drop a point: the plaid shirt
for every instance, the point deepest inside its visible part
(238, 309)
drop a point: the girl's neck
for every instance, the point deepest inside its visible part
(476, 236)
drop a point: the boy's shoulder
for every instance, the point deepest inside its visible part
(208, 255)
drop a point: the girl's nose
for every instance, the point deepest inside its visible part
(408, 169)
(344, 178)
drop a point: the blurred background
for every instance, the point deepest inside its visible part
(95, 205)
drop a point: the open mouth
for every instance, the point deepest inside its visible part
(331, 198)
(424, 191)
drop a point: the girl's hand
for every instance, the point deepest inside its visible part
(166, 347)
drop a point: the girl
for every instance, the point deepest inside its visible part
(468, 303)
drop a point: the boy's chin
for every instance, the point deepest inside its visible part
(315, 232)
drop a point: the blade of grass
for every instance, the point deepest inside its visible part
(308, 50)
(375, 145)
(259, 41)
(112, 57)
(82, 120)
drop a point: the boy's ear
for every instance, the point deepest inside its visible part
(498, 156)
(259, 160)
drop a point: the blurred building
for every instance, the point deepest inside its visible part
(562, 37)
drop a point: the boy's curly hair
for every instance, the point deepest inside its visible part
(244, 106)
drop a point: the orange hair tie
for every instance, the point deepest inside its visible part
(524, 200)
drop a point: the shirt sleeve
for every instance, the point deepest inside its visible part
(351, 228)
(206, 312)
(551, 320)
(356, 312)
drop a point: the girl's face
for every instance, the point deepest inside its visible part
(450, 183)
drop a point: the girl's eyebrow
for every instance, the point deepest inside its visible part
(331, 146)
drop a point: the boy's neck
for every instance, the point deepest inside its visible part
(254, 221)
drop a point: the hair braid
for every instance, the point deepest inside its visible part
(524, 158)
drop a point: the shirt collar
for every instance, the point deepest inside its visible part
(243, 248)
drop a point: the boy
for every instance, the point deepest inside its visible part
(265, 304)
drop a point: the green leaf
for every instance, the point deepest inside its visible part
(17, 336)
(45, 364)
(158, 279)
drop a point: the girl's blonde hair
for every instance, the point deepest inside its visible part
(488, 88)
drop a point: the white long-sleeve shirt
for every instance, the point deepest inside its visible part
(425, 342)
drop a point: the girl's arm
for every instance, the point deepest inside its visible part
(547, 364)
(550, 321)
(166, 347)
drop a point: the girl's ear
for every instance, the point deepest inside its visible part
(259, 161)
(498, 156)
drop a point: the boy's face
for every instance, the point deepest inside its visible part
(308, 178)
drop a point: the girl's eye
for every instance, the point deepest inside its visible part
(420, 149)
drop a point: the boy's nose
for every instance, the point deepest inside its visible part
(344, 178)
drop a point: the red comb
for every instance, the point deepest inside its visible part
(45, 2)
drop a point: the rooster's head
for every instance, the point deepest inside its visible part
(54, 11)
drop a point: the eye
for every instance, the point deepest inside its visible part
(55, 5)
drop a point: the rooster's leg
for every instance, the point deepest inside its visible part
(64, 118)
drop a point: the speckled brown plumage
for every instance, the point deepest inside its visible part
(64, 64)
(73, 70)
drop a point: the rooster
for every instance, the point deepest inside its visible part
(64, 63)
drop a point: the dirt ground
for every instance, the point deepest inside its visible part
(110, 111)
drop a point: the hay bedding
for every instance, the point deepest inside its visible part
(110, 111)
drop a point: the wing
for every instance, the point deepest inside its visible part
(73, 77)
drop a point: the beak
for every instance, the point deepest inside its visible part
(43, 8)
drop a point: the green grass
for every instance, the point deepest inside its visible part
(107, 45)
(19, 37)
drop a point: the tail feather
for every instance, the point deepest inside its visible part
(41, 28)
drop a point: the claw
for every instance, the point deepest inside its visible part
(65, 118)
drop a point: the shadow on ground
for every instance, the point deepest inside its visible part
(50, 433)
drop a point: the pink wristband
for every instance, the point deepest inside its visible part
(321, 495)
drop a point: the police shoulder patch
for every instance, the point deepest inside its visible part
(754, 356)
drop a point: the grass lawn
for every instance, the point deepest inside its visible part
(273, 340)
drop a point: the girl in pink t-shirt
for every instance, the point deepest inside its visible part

● **Your goal**
Please write out again only the part of the records that opens with the line containing "drop a point: the pink wristband" and runs through the end of the records, requests included. Shift every answer coordinate by adding 61 to each of its numbers.

● **Complete response**
drop a point: the pink wristband
for every instance, the point deepest inside its visible part
(382, 556)
drop a point: the police shoulder patch
for every instance, the point deepest inside its visible part
(815, 417)
drop a point: the grass lawn
for every instance, the point deepest inside its visible part
(334, 401)
drop a point: the girl in pink t-shirt
for every instance, the point deepest inside its visible part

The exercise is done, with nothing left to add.